#### WHAT YOU HAVE TO DO:
Go through the data below and return each line where the string "lift" appears.

#### DATA SECTION:

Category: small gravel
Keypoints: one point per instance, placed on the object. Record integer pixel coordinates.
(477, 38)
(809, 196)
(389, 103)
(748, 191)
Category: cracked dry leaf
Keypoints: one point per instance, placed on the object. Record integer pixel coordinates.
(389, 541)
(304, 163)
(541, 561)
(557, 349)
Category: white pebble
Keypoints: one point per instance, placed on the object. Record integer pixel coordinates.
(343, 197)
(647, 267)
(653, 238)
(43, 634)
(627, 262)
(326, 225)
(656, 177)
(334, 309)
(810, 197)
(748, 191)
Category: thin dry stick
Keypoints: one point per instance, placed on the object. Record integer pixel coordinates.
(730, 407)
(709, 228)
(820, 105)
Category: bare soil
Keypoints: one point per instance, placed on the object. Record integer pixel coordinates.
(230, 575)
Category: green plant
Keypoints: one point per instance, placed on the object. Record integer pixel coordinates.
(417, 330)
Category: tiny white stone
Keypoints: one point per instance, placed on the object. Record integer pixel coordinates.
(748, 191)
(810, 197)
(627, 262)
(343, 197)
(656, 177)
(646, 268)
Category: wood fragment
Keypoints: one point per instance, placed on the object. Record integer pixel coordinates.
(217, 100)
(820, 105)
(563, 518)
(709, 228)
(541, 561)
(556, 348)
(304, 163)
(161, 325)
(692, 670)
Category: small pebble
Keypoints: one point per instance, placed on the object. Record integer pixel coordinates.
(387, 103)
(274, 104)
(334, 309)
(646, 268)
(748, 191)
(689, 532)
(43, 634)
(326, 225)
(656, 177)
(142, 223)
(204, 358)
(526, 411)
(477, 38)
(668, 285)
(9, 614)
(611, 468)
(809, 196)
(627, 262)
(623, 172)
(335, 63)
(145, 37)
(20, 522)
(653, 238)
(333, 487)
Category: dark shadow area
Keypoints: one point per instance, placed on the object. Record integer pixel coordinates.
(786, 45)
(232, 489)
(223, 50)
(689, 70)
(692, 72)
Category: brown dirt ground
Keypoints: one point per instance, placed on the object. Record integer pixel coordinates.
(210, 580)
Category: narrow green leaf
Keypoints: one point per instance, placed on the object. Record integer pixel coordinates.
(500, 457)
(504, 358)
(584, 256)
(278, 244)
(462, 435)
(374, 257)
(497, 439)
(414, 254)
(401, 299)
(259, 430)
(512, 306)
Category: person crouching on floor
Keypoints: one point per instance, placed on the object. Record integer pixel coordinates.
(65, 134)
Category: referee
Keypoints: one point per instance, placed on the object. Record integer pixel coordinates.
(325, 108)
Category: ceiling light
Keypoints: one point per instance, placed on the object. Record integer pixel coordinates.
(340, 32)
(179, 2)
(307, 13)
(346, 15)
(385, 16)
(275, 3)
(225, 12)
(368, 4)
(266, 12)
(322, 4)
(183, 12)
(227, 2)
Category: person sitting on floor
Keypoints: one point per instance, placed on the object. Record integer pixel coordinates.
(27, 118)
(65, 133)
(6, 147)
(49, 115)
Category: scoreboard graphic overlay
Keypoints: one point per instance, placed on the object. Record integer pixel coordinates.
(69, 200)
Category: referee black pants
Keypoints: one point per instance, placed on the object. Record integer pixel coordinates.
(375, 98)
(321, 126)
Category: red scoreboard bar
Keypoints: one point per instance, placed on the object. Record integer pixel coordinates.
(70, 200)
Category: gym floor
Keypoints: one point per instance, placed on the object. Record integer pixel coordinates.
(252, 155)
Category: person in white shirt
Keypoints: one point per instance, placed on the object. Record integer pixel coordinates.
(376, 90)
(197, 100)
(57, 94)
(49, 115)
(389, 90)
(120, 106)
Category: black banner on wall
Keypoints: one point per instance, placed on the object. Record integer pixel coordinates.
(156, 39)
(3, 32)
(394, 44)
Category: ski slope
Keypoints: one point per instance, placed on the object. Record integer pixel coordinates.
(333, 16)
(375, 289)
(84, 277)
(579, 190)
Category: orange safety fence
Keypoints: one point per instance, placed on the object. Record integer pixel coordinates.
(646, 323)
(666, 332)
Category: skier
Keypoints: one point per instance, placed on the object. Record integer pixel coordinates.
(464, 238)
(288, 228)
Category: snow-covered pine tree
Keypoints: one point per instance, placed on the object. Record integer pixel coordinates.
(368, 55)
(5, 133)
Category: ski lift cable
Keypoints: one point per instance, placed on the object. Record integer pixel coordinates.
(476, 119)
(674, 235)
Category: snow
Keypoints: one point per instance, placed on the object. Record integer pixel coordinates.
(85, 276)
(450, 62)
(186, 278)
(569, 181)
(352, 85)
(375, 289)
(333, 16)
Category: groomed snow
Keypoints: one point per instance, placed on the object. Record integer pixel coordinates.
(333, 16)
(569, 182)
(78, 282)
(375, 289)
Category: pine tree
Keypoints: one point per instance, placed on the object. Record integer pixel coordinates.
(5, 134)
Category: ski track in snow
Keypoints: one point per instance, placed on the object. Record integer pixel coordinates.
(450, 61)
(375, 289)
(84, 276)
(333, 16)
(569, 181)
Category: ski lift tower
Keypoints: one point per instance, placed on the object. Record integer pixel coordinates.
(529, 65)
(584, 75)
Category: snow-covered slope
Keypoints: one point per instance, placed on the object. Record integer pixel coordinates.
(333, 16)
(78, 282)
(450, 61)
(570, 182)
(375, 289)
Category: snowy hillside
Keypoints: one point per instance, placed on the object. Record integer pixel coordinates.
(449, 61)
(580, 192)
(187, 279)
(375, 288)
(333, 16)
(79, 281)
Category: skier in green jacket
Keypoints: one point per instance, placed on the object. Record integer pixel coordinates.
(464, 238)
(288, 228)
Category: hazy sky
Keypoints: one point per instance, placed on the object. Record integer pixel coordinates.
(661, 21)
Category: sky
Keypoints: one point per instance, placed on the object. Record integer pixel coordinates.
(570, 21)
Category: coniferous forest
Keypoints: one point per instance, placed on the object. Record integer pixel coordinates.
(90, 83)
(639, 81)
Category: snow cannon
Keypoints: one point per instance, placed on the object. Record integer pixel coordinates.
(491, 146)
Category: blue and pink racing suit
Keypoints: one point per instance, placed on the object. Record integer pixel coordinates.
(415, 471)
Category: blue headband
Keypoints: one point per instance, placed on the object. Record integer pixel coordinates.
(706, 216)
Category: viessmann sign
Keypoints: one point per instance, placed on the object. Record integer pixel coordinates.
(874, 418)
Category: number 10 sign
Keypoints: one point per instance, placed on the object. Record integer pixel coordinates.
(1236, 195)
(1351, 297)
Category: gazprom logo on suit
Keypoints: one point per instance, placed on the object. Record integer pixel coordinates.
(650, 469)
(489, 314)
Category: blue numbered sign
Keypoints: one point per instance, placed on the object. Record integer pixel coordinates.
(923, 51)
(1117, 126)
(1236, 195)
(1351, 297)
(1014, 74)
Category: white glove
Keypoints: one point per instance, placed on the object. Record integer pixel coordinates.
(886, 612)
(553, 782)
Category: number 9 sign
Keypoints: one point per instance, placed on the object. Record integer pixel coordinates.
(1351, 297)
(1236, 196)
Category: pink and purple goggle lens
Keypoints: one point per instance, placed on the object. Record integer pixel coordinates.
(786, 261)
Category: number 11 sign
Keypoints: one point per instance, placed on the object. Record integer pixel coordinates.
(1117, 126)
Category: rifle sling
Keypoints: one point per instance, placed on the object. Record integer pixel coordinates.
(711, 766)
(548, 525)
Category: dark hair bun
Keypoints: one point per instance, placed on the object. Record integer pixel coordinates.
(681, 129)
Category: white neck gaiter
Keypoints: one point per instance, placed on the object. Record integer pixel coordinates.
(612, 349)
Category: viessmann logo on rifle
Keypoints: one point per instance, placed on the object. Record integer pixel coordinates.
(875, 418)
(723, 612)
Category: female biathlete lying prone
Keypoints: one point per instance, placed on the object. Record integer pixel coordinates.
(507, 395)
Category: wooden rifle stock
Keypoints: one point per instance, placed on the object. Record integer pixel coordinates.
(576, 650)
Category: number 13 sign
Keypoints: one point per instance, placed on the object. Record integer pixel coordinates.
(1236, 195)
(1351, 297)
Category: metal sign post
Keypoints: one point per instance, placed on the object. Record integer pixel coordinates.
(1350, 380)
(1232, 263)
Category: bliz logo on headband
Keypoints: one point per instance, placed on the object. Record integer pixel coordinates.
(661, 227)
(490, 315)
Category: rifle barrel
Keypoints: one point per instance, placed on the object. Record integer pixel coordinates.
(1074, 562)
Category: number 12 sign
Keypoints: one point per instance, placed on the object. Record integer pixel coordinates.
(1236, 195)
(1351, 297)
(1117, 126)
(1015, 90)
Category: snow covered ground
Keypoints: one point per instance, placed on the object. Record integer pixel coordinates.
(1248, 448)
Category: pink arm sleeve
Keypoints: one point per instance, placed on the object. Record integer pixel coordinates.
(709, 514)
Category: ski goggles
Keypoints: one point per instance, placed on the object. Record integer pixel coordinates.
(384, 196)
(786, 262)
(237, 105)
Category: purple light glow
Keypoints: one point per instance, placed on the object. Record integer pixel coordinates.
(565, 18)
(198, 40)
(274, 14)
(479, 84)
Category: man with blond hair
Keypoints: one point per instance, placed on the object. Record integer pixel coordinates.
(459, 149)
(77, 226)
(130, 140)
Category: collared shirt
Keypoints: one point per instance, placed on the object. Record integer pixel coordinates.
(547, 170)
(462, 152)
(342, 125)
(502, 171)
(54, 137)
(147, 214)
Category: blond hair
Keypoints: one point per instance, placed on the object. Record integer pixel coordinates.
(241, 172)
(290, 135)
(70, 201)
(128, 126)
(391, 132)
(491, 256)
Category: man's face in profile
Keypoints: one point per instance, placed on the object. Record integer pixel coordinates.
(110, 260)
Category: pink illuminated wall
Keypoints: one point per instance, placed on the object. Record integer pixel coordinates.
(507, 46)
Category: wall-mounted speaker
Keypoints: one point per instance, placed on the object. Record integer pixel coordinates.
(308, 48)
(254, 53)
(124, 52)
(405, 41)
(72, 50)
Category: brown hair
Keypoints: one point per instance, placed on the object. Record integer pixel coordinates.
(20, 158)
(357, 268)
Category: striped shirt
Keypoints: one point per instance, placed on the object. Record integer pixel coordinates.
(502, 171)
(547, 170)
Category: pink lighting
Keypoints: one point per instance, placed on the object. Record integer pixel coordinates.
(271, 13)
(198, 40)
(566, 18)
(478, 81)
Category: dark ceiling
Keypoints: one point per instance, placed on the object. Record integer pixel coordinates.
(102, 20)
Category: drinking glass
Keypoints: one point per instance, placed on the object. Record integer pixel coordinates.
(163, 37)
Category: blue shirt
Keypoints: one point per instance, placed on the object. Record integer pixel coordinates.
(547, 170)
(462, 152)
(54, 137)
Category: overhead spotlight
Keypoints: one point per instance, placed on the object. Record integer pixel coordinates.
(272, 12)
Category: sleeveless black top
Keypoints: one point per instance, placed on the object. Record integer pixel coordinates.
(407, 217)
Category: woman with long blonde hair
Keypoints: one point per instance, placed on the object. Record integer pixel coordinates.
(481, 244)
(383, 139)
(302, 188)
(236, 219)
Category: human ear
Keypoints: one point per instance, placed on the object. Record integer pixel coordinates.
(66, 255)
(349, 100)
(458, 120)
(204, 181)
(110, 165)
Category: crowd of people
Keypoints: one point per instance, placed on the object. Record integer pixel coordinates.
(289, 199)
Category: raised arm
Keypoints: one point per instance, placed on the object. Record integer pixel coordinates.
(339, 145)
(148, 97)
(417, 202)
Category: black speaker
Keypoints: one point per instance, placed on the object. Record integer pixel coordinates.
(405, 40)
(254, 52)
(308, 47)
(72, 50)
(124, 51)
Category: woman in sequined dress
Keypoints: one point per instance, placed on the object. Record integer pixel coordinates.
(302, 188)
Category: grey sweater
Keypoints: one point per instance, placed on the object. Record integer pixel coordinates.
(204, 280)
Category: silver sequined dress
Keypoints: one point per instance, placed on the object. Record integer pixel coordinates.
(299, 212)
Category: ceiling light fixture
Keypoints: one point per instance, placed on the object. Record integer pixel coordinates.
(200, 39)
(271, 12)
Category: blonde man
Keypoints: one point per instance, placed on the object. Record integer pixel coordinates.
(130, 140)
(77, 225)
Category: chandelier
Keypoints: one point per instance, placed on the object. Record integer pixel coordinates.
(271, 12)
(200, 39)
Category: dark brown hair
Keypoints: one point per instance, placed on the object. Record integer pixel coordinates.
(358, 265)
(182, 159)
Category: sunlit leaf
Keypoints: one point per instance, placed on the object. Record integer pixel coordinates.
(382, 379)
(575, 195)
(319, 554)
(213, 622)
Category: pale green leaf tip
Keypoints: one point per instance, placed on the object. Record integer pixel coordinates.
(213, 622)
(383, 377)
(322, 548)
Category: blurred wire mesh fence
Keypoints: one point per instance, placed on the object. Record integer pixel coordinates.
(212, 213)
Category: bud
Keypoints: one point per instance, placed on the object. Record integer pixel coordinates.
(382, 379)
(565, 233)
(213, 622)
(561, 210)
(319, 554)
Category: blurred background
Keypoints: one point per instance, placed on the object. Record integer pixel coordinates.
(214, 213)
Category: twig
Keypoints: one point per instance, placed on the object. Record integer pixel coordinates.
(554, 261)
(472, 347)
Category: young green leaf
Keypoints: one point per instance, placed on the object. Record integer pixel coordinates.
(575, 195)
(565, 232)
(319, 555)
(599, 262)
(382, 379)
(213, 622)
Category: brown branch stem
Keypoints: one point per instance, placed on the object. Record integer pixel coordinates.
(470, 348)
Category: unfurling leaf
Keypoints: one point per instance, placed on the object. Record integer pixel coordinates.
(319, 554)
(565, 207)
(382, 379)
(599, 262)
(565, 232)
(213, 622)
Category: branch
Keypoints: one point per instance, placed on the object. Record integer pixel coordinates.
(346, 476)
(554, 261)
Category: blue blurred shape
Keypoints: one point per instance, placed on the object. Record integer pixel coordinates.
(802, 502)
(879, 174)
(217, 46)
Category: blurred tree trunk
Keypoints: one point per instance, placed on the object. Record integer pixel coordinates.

#### THE ANSWER:
Category: ski lift cable
Category: ski lift tower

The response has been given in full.